→ WORK REQUIRED
Find each line in the data below that contains the word "background" and copy those lines out.

* Begin INPUT FOR THIS TASK *

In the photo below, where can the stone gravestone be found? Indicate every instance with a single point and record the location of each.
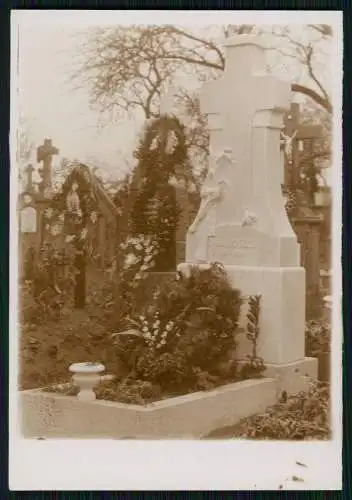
(242, 221)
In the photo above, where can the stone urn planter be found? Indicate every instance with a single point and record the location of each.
(86, 376)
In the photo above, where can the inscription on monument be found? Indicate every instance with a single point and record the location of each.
(236, 247)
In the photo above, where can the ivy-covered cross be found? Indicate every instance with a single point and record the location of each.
(72, 212)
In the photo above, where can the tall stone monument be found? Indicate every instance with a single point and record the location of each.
(242, 221)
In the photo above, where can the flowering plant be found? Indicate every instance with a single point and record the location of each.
(184, 331)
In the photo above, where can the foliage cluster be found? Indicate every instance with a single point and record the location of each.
(178, 340)
(304, 416)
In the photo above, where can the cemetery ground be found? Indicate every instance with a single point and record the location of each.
(48, 348)
(224, 340)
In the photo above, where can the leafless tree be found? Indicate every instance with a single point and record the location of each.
(127, 68)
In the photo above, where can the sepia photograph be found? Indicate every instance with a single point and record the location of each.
(176, 193)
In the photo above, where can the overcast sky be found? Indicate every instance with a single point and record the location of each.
(45, 60)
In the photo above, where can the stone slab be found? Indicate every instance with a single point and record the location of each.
(51, 415)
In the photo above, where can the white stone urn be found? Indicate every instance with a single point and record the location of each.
(86, 376)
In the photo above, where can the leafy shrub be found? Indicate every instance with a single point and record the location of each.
(301, 417)
(46, 294)
(184, 331)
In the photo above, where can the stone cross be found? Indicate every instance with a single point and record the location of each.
(246, 109)
(246, 227)
(45, 154)
(299, 132)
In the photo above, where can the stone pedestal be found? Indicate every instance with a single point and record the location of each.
(242, 222)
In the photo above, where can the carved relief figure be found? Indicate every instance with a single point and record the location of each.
(205, 220)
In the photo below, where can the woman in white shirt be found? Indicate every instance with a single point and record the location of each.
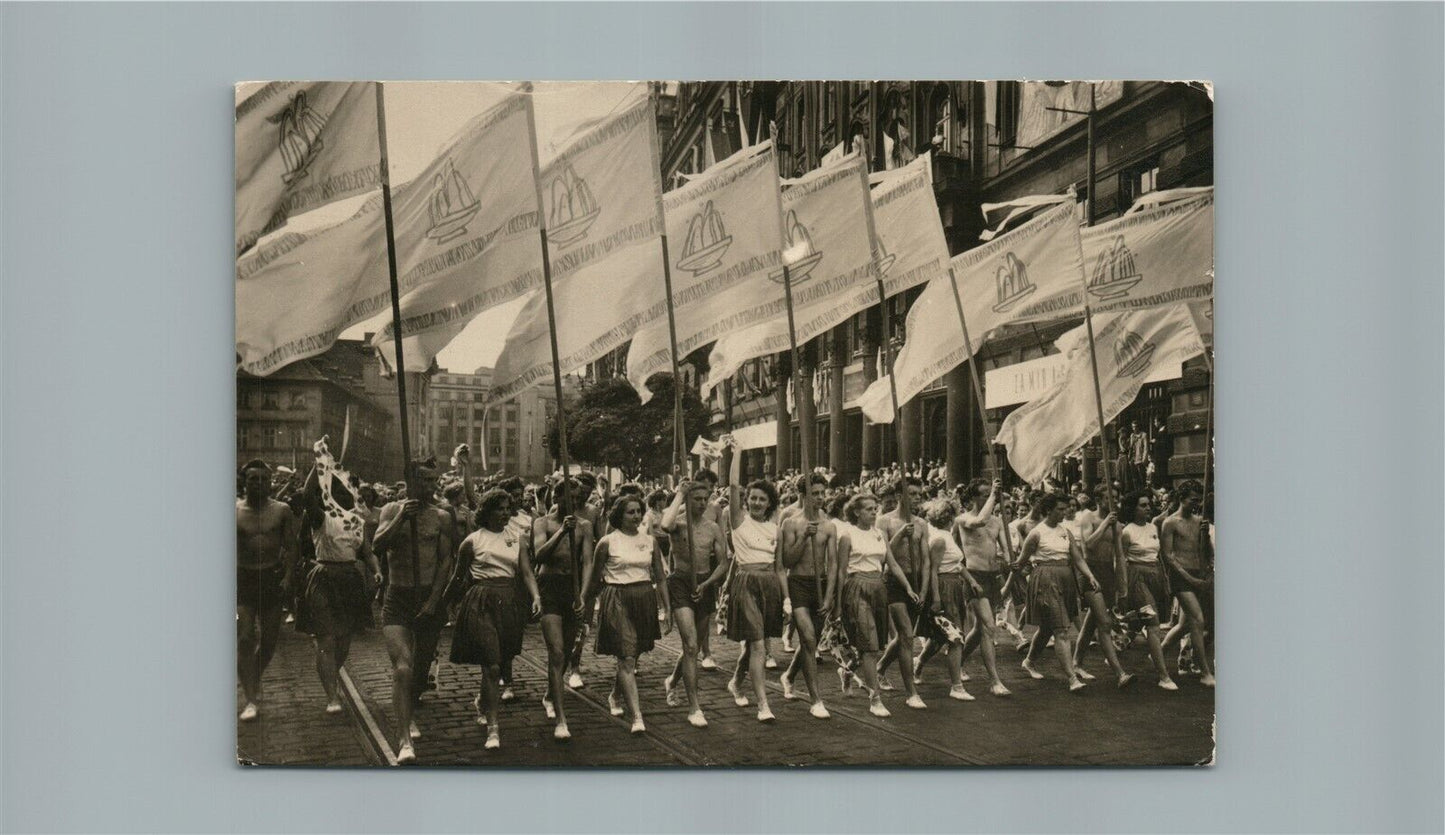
(757, 594)
(630, 567)
(1145, 578)
(492, 617)
(857, 588)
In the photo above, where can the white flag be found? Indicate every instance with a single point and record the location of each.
(299, 146)
(466, 231)
(1067, 416)
(999, 283)
(1152, 257)
(603, 217)
(827, 233)
(299, 291)
(723, 234)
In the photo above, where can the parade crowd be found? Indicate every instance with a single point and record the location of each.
(805, 569)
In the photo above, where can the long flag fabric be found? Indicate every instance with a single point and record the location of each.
(999, 283)
(601, 208)
(1130, 345)
(723, 228)
(466, 231)
(299, 146)
(827, 239)
(296, 292)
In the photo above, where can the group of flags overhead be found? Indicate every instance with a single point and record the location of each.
(467, 239)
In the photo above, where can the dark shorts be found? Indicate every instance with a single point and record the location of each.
(804, 593)
(259, 588)
(402, 603)
(489, 624)
(335, 603)
(991, 582)
(557, 595)
(679, 595)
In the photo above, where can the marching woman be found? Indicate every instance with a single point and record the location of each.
(857, 587)
(630, 567)
(490, 620)
(1145, 575)
(1054, 595)
(757, 594)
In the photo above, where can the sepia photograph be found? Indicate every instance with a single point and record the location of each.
(744, 424)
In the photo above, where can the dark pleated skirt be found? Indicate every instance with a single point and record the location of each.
(335, 601)
(627, 626)
(866, 611)
(489, 624)
(755, 608)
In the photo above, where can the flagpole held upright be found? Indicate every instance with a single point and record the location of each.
(396, 319)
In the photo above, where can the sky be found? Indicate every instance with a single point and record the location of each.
(421, 116)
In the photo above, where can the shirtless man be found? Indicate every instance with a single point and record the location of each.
(1187, 556)
(695, 574)
(809, 543)
(418, 568)
(266, 536)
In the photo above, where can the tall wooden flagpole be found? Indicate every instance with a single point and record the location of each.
(396, 322)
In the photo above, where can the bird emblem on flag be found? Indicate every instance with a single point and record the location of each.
(1132, 354)
(798, 253)
(707, 241)
(453, 205)
(572, 208)
(1012, 282)
(298, 136)
(1114, 272)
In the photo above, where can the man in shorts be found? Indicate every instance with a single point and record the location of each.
(421, 541)
(266, 535)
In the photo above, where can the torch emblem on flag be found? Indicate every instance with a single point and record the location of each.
(799, 253)
(574, 208)
(1114, 272)
(1012, 282)
(298, 136)
(453, 205)
(707, 241)
(1132, 354)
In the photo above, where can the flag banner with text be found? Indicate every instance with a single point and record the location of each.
(999, 283)
(1129, 347)
(299, 291)
(299, 146)
(466, 231)
(827, 247)
(601, 207)
(724, 241)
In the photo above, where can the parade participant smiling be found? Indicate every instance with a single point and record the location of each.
(630, 567)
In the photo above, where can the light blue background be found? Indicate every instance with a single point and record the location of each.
(117, 393)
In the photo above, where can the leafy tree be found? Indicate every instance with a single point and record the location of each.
(610, 425)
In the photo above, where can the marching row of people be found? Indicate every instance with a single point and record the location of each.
(851, 575)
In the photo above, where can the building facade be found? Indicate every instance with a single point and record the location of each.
(990, 142)
(278, 418)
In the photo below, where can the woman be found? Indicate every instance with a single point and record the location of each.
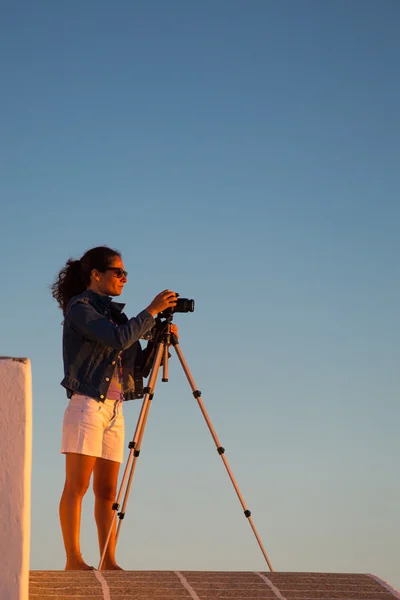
(102, 355)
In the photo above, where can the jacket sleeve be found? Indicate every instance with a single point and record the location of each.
(84, 318)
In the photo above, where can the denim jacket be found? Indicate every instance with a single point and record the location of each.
(95, 332)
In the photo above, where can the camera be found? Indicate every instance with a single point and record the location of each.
(182, 305)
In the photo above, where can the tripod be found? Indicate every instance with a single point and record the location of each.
(163, 340)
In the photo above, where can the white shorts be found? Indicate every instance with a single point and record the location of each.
(94, 428)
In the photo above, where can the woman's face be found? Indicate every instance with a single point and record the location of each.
(112, 281)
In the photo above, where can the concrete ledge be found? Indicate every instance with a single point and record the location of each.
(212, 585)
(15, 476)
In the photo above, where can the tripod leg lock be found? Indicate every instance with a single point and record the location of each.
(147, 390)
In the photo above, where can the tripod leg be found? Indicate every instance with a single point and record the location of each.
(134, 447)
(220, 449)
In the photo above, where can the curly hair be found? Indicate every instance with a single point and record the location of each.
(74, 277)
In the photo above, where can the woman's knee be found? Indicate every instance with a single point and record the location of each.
(76, 487)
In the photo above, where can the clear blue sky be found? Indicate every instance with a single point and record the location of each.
(245, 154)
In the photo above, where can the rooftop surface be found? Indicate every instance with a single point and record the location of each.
(198, 585)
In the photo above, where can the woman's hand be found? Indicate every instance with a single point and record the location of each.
(162, 301)
(174, 329)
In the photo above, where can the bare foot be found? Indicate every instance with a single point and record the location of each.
(77, 564)
(110, 566)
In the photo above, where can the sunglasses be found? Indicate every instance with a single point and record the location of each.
(118, 272)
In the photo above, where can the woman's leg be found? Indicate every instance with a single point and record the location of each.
(105, 480)
(79, 468)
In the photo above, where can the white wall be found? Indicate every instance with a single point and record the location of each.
(15, 476)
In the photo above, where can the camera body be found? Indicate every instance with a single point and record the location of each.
(182, 305)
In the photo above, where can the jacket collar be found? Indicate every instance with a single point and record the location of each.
(103, 301)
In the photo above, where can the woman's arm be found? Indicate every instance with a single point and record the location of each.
(97, 327)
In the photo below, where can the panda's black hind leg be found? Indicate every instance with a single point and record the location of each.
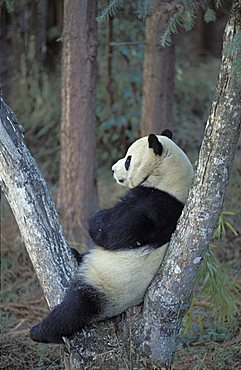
(81, 305)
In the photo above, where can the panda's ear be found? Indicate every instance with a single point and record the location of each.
(155, 144)
(167, 133)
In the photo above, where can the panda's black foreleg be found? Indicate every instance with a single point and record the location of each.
(81, 306)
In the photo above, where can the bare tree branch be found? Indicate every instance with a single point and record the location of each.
(149, 338)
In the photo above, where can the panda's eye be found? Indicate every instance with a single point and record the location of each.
(128, 162)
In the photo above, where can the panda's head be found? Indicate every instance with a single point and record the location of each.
(156, 161)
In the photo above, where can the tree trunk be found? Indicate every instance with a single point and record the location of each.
(134, 339)
(158, 75)
(33, 209)
(77, 198)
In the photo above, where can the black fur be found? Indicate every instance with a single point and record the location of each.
(143, 216)
(167, 133)
(80, 306)
(155, 144)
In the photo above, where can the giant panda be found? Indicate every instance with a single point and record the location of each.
(131, 238)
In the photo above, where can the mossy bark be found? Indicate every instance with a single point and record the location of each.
(139, 338)
(77, 198)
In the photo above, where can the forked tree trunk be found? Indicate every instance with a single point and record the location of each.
(77, 198)
(158, 74)
(139, 339)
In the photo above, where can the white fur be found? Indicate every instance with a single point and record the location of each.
(123, 276)
(171, 172)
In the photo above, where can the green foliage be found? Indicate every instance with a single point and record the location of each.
(171, 29)
(143, 8)
(209, 15)
(8, 5)
(110, 10)
(119, 96)
(184, 15)
(218, 287)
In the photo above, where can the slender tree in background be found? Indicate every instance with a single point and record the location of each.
(77, 198)
(158, 74)
(148, 338)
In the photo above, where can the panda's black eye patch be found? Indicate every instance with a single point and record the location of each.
(128, 162)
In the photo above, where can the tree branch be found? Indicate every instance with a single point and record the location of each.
(33, 209)
(149, 338)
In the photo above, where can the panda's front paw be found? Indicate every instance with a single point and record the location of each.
(37, 334)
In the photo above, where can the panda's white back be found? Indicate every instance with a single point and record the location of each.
(122, 276)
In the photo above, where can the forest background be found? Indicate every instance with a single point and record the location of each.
(30, 78)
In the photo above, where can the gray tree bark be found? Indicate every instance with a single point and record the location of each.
(137, 338)
(77, 198)
(34, 211)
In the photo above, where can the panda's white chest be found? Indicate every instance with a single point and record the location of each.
(122, 276)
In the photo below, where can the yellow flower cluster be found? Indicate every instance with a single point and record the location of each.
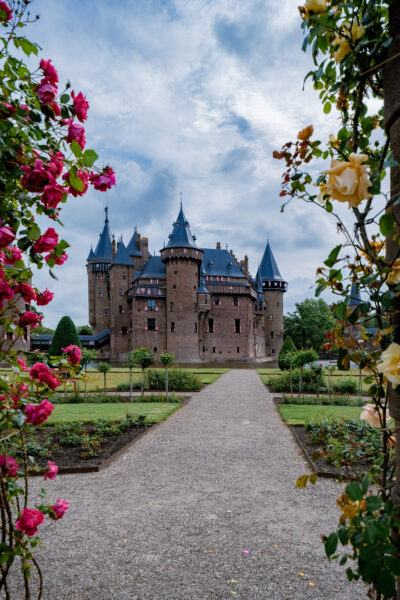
(349, 181)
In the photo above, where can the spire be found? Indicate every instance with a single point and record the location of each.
(104, 248)
(122, 256)
(181, 236)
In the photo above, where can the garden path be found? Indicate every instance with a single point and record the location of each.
(170, 519)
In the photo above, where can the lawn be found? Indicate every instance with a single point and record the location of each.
(295, 414)
(154, 412)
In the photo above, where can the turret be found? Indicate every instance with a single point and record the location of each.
(273, 286)
(182, 259)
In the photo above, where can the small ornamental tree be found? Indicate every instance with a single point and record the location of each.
(166, 360)
(64, 335)
(287, 346)
(143, 358)
(43, 162)
(104, 368)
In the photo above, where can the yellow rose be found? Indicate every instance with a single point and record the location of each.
(349, 181)
(315, 5)
(393, 277)
(390, 365)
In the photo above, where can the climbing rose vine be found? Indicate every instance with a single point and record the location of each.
(43, 163)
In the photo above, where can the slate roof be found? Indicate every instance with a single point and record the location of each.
(153, 269)
(181, 236)
(268, 268)
(122, 256)
(220, 263)
(103, 248)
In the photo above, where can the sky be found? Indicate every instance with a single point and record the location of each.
(187, 97)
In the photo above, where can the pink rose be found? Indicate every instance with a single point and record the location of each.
(48, 241)
(59, 509)
(46, 91)
(104, 180)
(52, 195)
(7, 235)
(81, 106)
(52, 471)
(29, 520)
(38, 413)
(75, 132)
(5, 12)
(30, 319)
(26, 291)
(44, 297)
(49, 71)
(73, 354)
(84, 177)
(36, 178)
(8, 466)
(12, 255)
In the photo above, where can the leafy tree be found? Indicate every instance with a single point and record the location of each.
(87, 357)
(143, 358)
(308, 324)
(64, 335)
(166, 360)
(104, 368)
(287, 347)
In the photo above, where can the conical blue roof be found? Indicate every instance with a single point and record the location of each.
(355, 296)
(122, 256)
(181, 236)
(132, 246)
(268, 269)
(103, 248)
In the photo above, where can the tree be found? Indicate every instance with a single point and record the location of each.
(104, 368)
(307, 325)
(166, 360)
(65, 334)
(143, 358)
(87, 357)
(287, 347)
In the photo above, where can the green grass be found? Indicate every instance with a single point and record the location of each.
(155, 412)
(295, 414)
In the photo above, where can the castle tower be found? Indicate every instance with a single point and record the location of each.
(182, 259)
(98, 265)
(273, 287)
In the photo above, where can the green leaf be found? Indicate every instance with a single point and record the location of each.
(386, 224)
(354, 491)
(76, 149)
(89, 157)
(331, 544)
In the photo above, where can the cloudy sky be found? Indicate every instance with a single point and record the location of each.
(187, 96)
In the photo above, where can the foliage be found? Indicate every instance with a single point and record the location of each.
(64, 335)
(288, 347)
(308, 324)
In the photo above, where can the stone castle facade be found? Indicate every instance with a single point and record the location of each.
(199, 303)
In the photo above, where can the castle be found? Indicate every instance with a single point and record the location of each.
(199, 303)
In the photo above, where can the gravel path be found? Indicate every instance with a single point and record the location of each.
(169, 520)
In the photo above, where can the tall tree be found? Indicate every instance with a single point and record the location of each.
(308, 324)
(64, 335)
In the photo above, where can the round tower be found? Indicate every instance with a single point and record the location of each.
(273, 287)
(182, 259)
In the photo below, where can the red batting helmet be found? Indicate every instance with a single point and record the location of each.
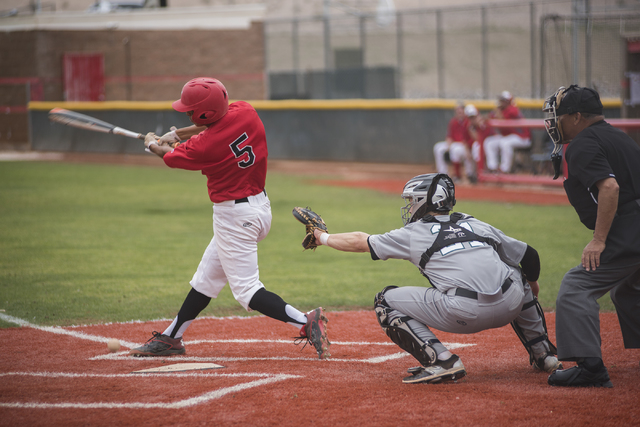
(206, 97)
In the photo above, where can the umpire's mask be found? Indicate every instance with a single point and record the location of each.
(551, 124)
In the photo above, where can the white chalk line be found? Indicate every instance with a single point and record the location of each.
(61, 331)
(127, 344)
(185, 403)
(198, 374)
(215, 394)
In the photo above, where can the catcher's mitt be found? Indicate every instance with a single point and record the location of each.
(312, 221)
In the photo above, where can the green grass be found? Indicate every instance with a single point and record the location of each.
(101, 243)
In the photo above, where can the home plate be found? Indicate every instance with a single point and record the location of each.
(179, 367)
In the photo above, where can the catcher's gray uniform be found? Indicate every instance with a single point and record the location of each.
(476, 287)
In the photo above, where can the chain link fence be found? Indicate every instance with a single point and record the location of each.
(471, 52)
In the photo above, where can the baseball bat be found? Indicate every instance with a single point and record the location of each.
(82, 121)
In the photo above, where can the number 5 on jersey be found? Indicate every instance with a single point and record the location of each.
(239, 152)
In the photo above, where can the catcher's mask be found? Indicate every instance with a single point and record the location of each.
(206, 97)
(427, 193)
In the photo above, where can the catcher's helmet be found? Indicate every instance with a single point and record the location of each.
(434, 192)
(206, 97)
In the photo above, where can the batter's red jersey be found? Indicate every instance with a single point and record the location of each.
(512, 112)
(457, 130)
(231, 153)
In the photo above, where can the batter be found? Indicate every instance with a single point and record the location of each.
(228, 145)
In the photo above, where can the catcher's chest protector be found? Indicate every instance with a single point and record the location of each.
(450, 234)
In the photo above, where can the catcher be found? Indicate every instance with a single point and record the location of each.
(482, 279)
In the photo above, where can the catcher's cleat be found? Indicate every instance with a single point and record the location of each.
(159, 345)
(315, 332)
(578, 376)
(441, 371)
(547, 363)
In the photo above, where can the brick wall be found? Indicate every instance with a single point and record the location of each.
(139, 66)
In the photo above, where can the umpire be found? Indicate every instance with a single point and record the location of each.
(603, 185)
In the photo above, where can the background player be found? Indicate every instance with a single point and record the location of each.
(499, 147)
(603, 185)
(455, 148)
(481, 279)
(228, 144)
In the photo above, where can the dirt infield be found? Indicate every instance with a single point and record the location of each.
(67, 377)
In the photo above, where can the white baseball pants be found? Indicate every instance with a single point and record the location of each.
(501, 147)
(232, 255)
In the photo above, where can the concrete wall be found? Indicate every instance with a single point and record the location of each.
(382, 131)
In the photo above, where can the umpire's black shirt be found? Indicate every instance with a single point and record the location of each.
(599, 152)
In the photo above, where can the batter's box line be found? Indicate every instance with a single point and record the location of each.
(374, 360)
(185, 403)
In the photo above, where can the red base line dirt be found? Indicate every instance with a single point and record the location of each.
(67, 377)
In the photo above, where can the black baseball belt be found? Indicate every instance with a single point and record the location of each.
(474, 295)
(246, 199)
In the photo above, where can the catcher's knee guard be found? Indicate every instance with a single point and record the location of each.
(401, 333)
(544, 337)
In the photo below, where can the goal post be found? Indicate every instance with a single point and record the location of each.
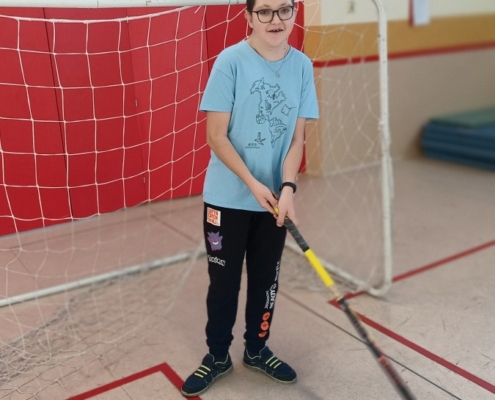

* End INPUT FOR THIS TASK *

→ WRITTEN SOLUTION
In the photo above, where can the light blue background be found? Indicate every instance with a single point and record the location of each.
In the photo above, where can the slender tree in background be found? Indicate every instance with a single point and record the location of each.
In the photo above, where can the forest background be found? Indicate every instance with a single point and record the location of each.
In the photo above, where can the background player be found? Indicate every instance with a single point and record the location of each.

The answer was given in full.